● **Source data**
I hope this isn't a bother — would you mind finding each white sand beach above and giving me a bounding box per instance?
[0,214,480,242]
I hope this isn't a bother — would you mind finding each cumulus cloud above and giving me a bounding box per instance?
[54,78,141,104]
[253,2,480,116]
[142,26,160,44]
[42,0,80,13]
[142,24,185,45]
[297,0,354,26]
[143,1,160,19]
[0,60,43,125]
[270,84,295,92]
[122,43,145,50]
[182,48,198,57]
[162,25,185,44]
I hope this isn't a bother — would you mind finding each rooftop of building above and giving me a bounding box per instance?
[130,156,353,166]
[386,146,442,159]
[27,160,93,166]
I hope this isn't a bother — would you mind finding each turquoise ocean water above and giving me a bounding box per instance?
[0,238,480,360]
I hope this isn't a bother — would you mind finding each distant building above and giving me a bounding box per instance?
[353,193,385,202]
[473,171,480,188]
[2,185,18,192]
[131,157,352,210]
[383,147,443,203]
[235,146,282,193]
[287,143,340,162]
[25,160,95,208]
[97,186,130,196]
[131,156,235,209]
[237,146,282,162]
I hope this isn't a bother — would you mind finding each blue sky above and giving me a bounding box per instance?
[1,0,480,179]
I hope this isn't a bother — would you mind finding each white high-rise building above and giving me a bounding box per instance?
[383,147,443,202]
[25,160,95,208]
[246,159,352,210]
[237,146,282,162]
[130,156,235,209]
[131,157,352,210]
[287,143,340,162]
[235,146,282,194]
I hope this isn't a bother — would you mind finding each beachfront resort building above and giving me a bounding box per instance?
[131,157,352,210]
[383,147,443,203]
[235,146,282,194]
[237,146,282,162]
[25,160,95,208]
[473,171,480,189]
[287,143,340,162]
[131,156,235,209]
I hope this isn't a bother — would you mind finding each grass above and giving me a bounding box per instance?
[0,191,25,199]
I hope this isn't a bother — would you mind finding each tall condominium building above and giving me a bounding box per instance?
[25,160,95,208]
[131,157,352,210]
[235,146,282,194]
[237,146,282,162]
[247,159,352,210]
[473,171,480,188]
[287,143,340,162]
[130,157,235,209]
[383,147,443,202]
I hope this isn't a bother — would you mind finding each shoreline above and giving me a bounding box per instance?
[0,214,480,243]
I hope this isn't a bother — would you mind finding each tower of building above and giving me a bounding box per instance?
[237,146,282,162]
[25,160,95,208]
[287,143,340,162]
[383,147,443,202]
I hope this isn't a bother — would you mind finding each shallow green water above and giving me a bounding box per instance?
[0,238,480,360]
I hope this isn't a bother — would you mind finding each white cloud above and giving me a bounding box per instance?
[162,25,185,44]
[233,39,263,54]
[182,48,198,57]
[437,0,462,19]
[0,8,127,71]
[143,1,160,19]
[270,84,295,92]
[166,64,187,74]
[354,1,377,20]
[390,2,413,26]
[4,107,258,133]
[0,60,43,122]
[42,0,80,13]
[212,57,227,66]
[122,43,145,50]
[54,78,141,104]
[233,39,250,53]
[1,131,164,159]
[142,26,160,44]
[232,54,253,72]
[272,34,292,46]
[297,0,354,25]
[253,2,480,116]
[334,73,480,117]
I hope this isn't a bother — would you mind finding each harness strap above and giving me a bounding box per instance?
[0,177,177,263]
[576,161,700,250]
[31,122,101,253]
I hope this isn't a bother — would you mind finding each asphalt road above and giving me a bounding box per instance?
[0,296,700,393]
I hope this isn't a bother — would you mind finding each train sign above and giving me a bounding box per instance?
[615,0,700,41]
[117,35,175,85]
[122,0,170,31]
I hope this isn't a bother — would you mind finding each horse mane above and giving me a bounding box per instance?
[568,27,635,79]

● **THE EXERCISE**
Copy the material above line for line, with no changes.

● **FULL SOLUTION**
I hope this isn't a bother — would you mind finding each white sand beach above and giving me a bounding box per instance?
[0,214,480,242]
I hope this isn't a bother — would you mind finding each cumulus cloud above and giving me a bounding box per instance?
[54,78,141,104]
[253,2,480,116]
[142,26,160,44]
[42,0,80,13]
[142,24,185,45]
[297,0,354,26]
[143,1,160,19]
[0,60,43,125]
[270,84,295,92]
[122,43,145,50]
[182,48,198,57]
[162,25,185,44]
I hope this isn't a bother — would you mind finding each rooftop of building above and giving me a bounding box per instance?
[130,156,353,166]
[386,146,442,159]
[27,160,93,166]
I hope this isn't a bother — would you mind finding each turquoise ocean water above and giving me a bounding box per instance?
[0,238,480,360]
I hope this isn't a bother — would you mind finding each distant building above and giving me a bounding box per instance?
[353,193,385,202]
[473,171,480,188]
[2,185,18,192]
[131,157,352,210]
[383,147,443,203]
[235,146,282,193]
[287,143,340,162]
[25,160,95,208]
[97,186,130,196]
[131,156,235,209]
[237,146,282,162]
I hope this isn't a bother — would you mind finding each blue sky above and giving me a bounding box per instance?
[1,0,480,179]
I hope this isn't a bother — would you mind finding each white high-rise building above and giving me a bounding box per instance?
[383,147,443,202]
[25,160,95,208]
[246,159,352,210]
[237,146,282,162]
[130,156,235,209]
[131,157,352,210]
[287,143,340,162]
[235,146,282,194]
I hope this isn't a bother — would you mind finding each beachfront resort building above and giving me a bounding box per instance?
[131,157,352,210]
[383,147,443,203]
[235,146,282,194]
[237,146,282,162]
[25,160,95,208]
[473,171,480,189]
[287,143,340,162]
[131,156,235,209]
I hope this isn't a bother — would you mind finding each grass above and giving me a bounding box per instance?
[0,191,25,199]
I hope this isn't a bother — would you mind finding each tall condominium building above and giving me a bounding box per instance?
[25,160,95,208]
[131,157,352,210]
[235,146,282,194]
[237,146,282,162]
[247,159,352,210]
[473,171,480,188]
[287,143,340,162]
[130,157,235,209]
[383,147,443,202]
I hope this isn't a bother — would you mind finding each shoreline above and giving me a bounding box per instance?
[0,214,480,243]
I hope this isn't a bother — would you mind finding each tower of building above and giving me a bounding box per instance?
[237,146,282,162]
[25,160,95,208]
[287,143,340,162]
[383,147,443,202]
I hope this isn't a bother — would you mind finding each shallow green water above and giving me a bounding box per instance?
[0,238,480,360]
I hope this isn't a bother — would you mind finding each white cloud above and giving me a bounding box per instance?
[162,25,185,44]
[233,39,263,54]
[182,48,198,57]
[437,0,462,19]
[0,8,127,71]
[143,1,160,19]
[270,84,295,92]
[166,64,187,74]
[354,1,377,20]
[390,2,413,26]
[4,107,258,133]
[0,60,43,122]
[42,0,80,13]
[212,57,227,66]
[122,43,145,50]
[54,78,141,104]
[233,39,250,53]
[1,131,164,159]
[142,26,160,44]
[232,54,253,72]
[272,34,292,46]
[297,0,354,25]
[253,2,480,116]
[334,73,480,117]
I hope this isn't a bother — would you mind finding each harness strap above and giving me a bounding box per instance?
[0,177,177,263]
[576,161,700,250]
[31,122,101,253]
I hope this isn't a bother — would you mind finding each asphalt road above and giving me a bounding box per instance?
[0,296,700,393]
I hope this isn't a bother — would you mind finding each train sign above and giving me a bounding box per instance?
[615,0,700,41]
[117,35,175,85]
[122,0,170,31]
I hope this isn't a bother — would you mind finding each horse mane above and giving me a bounding box per instance?
[568,27,635,79]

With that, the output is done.